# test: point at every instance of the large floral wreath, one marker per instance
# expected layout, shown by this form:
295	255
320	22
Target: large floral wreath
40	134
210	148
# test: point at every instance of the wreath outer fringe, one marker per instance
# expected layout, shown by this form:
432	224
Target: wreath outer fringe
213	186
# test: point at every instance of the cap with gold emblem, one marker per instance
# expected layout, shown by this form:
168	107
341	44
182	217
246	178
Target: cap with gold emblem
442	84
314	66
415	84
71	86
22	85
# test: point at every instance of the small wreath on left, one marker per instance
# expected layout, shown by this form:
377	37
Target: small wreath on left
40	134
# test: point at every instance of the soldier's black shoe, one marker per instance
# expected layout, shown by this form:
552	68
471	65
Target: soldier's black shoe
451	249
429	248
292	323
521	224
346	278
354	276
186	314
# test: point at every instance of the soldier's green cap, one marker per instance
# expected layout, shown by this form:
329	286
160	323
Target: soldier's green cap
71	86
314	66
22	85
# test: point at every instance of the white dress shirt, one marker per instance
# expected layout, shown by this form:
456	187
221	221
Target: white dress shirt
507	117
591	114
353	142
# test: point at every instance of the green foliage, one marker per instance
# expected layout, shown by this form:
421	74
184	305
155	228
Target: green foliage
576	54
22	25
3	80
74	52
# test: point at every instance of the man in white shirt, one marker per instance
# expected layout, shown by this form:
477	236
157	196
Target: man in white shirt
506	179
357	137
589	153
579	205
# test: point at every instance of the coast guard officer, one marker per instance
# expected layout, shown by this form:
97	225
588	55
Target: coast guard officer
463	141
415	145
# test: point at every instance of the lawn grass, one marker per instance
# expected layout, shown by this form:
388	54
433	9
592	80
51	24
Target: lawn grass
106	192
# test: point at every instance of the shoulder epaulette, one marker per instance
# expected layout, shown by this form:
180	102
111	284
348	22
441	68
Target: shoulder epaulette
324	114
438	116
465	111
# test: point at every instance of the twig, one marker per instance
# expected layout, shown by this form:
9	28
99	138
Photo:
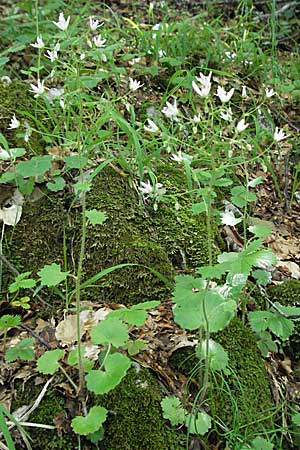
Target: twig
34	425
16	272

▬▬▬

**EXERCISE:** Could you copy all of the records above line for line, leaving out the pictures?

**TASK RESULT:**
# test: point at every instance of the large floral wreath, one marker per instance
# expected layout, shown by this form:
295	255
320	22
Target: large floral wreath
40	134
210	148
# test: point at every instance of the wreath outer fringe, one marker per instance
# expected layout, shown by this form:
432	224
Target: wreath outer fringe
213	186
# test: point at every instance of the cap with gold emblem, one marker per instance
# expected layout, shown by this form:
168	107
341	44
182	217
246	178
Target: cap with gold emblem
442	84
314	66
415	84
71	86
22	85
# test: point at every instance of the small wreath on left, one marker per instance
# expected layout, shown by this form:
377	37
Target: small wreath on left
40	134
# test: point at every instance of the soldier's black shoe, one marker per instance
# expected layout, shown by this form:
552	68
471	65
Target: soldier's black shoe
451	249
429	248
292	323
521	224
346	278
354	276
186	314
# test: point at every instance of the soldier's green cap, one marker per instance
# expected layout, shown by this form:
329	286
160	323
Target: soldier's green cap
71	86
314	66
22	85
# test: point at every instance of the white dress shirt, one marker per instance
# expected layout, shown by this form:
456	187
221	221
Target: white dress shirt
507	117
591	114
353	142
# test: point at every instance of the green foliage, one marker per instance
# expected layout, shown by this form:
421	74
184	305
155	228
Target: green foliage
576	54
22	25
3	80
74	52
# test: point at every instance of the man in white shirt, one marker per instance
# expected layout, shown by this form:
477	236
157	196
Target: man in white shirt
506	179
357	137
589	153
579	205
# test: point at every instance of the coast guard officer, one marker per instance
# expected layout, shown by this form:
97	225
588	55
Target: coast guard officer
463	141
415	145
# test: point at every instance of the lawn grass, one marker per instance
# expected layout, shown by this form:
388	54
433	9
592	80
51	24
Target: lawn grass
106	192
# test: point at every instance of the shoulder epaulette, one marker per instance
# expected layout, shown by this form:
180	102
111	284
348	22
441	68
Target: shoulder epaulette
324	114
438	116
465	111
# test: point at every instance of the twig, one marker per instance
# expected layout, shown by this form:
9	28
99	138
Photo:
Target: twig
34	425
16	272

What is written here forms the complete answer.